TÂCHE COURTE 1: Traduisez en anglais cette phrase de l'extrait sur les langues régionales : « La Charte des langues régionales avait été signée en 1999, mais le Conseil constitutionnel l’avait jugée contraire à la Constitution. »
TÂCHE COURTE 2: Reprenez l'extrait sur la charte des langues régionales après sa dernière phrase et prolongez-le de quelques phrases.

Inacceptable charte des langues régionales

La polémique sur les langues régionales renaît à l’occasion d’un débat à l’Assemblée nationale. La Charte des langues régionales avait été signée en 1999, mais le Conseil constitutionnel l’avait jugée contraire à la Constitution. Elle ne fut donc pas ratifiée. Aujourd’hui les mêmes politiciens remettent le projet sur le plateau et entendent réviser notre constitution pour forcer l’adoption de la charte.

Paludière, François-Hippolyte LALAISSE, XIXe siècle.

Paludière, François-Hippolyte LALAISSE, XIXe siècle.

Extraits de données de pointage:
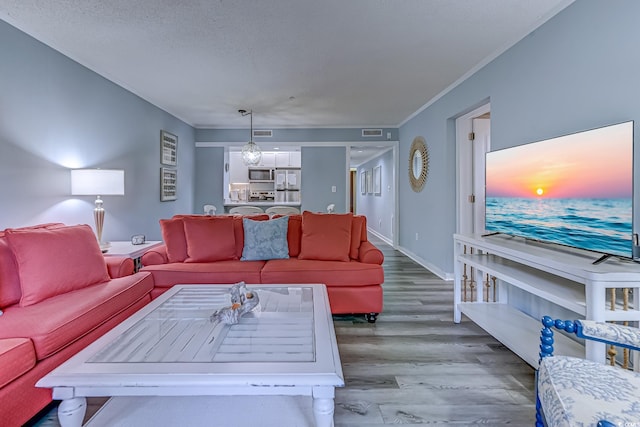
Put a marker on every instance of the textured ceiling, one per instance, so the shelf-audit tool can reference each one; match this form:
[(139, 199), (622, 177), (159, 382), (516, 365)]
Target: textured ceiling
[(296, 63)]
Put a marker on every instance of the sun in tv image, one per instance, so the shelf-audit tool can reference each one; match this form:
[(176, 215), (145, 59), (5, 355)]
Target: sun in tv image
[(574, 190)]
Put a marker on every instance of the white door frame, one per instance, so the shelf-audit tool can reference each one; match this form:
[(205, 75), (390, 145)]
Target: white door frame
[(464, 168)]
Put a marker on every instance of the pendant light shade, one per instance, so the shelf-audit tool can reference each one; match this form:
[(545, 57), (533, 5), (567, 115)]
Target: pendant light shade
[(251, 153)]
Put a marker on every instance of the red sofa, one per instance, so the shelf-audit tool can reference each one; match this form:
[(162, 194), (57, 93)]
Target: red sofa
[(322, 248), (57, 295)]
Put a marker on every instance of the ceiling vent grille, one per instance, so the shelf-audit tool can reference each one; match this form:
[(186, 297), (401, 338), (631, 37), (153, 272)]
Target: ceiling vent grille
[(263, 133), (371, 132)]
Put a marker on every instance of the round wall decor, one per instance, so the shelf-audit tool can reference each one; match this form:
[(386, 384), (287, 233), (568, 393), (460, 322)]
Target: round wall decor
[(418, 164)]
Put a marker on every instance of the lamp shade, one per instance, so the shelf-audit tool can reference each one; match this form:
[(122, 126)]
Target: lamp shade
[(97, 182)]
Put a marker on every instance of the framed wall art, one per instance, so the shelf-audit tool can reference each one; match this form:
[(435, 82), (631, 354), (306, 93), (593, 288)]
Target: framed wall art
[(377, 180), (168, 148), (168, 184)]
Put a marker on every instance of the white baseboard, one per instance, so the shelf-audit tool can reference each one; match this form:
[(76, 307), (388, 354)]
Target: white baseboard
[(435, 270)]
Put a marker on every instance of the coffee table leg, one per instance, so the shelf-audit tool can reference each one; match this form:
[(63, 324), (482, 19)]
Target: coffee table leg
[(71, 412), (323, 406)]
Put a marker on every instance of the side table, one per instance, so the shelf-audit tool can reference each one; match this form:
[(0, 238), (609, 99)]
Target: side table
[(127, 249)]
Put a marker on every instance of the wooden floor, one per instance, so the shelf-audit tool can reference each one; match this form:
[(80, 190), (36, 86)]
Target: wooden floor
[(415, 366)]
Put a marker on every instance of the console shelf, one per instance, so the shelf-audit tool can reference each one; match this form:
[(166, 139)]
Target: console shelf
[(563, 276)]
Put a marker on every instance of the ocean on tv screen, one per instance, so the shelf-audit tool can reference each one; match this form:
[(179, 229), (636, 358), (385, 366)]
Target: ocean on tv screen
[(598, 224)]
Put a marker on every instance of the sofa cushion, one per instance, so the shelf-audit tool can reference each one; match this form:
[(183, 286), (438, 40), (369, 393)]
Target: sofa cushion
[(331, 273), (55, 261), (325, 236), (358, 235), (210, 239), (173, 237), (17, 356), (9, 280), (294, 233), (264, 240), (60, 320), (233, 271)]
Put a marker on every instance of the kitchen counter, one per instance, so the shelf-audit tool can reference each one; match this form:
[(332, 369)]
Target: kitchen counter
[(266, 203)]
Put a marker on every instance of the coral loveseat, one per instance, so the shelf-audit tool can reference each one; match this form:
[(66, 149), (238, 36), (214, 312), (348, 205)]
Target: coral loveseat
[(57, 295), (320, 248)]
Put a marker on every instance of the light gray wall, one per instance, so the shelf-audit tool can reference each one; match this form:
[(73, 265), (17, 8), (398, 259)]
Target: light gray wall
[(56, 115), (322, 168), (208, 184), (578, 71), (379, 209)]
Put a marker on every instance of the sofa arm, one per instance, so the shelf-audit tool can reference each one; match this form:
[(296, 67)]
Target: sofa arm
[(155, 256), (119, 266), (370, 254)]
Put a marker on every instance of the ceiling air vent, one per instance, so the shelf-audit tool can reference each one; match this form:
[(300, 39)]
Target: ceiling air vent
[(371, 132), (263, 133)]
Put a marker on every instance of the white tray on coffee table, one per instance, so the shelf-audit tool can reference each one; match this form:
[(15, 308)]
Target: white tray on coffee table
[(286, 347)]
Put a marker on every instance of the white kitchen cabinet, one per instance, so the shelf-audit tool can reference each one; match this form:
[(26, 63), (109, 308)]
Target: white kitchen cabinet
[(238, 172), (282, 159), (295, 159), (268, 159), (288, 159)]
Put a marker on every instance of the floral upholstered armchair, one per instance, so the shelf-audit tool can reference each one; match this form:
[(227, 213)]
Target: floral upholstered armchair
[(578, 392)]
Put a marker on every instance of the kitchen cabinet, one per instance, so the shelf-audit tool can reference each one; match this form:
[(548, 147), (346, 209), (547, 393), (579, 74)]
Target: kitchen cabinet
[(238, 172), (268, 160), (288, 159)]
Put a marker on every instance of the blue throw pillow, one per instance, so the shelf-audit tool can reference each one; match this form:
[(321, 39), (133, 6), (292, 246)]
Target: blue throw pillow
[(265, 240)]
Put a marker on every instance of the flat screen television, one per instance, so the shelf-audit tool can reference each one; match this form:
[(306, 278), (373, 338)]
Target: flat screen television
[(574, 190)]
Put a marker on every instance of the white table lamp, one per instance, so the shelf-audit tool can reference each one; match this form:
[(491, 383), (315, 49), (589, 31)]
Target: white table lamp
[(97, 182)]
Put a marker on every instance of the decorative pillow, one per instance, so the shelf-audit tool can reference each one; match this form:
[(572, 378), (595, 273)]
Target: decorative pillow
[(265, 240), (56, 261), (325, 237), (174, 239), (239, 229), (210, 239)]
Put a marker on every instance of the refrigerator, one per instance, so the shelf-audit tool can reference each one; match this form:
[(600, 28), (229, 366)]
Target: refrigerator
[(287, 185)]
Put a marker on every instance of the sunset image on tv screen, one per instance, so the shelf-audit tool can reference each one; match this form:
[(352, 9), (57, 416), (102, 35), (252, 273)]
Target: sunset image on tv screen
[(573, 190)]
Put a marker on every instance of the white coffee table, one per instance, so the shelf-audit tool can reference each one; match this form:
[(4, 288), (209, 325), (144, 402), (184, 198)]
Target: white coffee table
[(287, 347)]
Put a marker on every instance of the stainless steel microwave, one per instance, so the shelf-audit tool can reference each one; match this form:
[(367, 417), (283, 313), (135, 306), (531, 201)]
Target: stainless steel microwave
[(261, 174)]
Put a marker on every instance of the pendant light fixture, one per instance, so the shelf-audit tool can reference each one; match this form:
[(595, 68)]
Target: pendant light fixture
[(251, 153)]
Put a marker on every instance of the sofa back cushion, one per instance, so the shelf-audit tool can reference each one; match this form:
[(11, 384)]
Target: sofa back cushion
[(210, 238), (10, 291), (174, 239), (54, 261), (294, 233), (326, 236), (358, 235)]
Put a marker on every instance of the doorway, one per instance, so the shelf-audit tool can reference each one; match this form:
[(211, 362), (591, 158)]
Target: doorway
[(473, 141)]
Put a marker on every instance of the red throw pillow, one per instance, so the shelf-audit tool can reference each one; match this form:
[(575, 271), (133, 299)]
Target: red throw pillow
[(174, 239), (210, 239), (325, 237), (56, 261)]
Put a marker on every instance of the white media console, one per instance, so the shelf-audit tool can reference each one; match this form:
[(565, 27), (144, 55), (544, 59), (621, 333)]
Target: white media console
[(563, 276)]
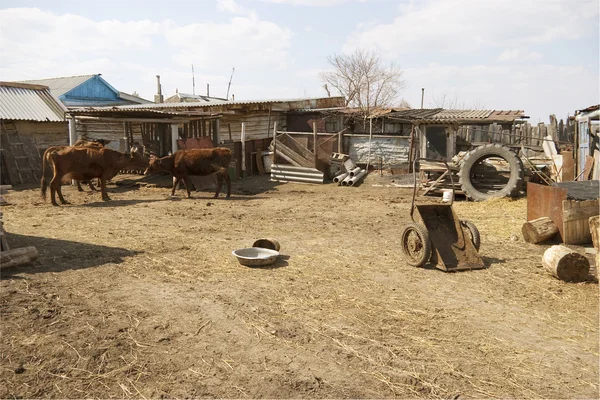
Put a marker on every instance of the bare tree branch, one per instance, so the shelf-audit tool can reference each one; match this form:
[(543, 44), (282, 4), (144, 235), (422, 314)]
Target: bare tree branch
[(362, 79)]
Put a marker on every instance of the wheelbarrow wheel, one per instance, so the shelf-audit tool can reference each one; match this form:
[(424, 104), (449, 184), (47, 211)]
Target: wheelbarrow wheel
[(473, 233), (415, 244)]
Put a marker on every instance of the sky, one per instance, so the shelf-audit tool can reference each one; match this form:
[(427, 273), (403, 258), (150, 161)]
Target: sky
[(538, 56)]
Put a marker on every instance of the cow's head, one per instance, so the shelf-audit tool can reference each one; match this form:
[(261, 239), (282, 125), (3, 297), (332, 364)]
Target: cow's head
[(153, 165), (137, 159)]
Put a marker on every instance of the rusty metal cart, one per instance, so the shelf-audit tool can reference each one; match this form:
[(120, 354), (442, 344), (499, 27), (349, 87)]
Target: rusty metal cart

RÉPONSE 1: The Charter of Regional Languages had been signed in 1999, but the Constitutional Council had found it contrary to the Constitution.

RÉPONSE 2:
La signature d’une telle convention internationale ne présente aucun intérêt sur le plan du contenu puisque des dispositions mettant en valeur le patrimoine régional pourraient tout aussi bien être prises dans le droit français. L’intérêt premier est que cette charte disposant du statut de convention internationale sera, conformément aux principes de la hiérarchie des normes, supérieure aux lois nationales et aura donc un statut assez proche de celui de la Convention européenne des droits de l’homme. Elle s’inscrit dès lors dans un mouvement de remise en cause de la souveraineté nationale et de l’Etat-nation par la superstructure technocratique européenne. Ainsi, le système de contrôle de l’application de la Charte repose sur des rapports établis par les Etats et examinés, non par les citoyens ou leurs représentants, mais par des « experts indépendants ».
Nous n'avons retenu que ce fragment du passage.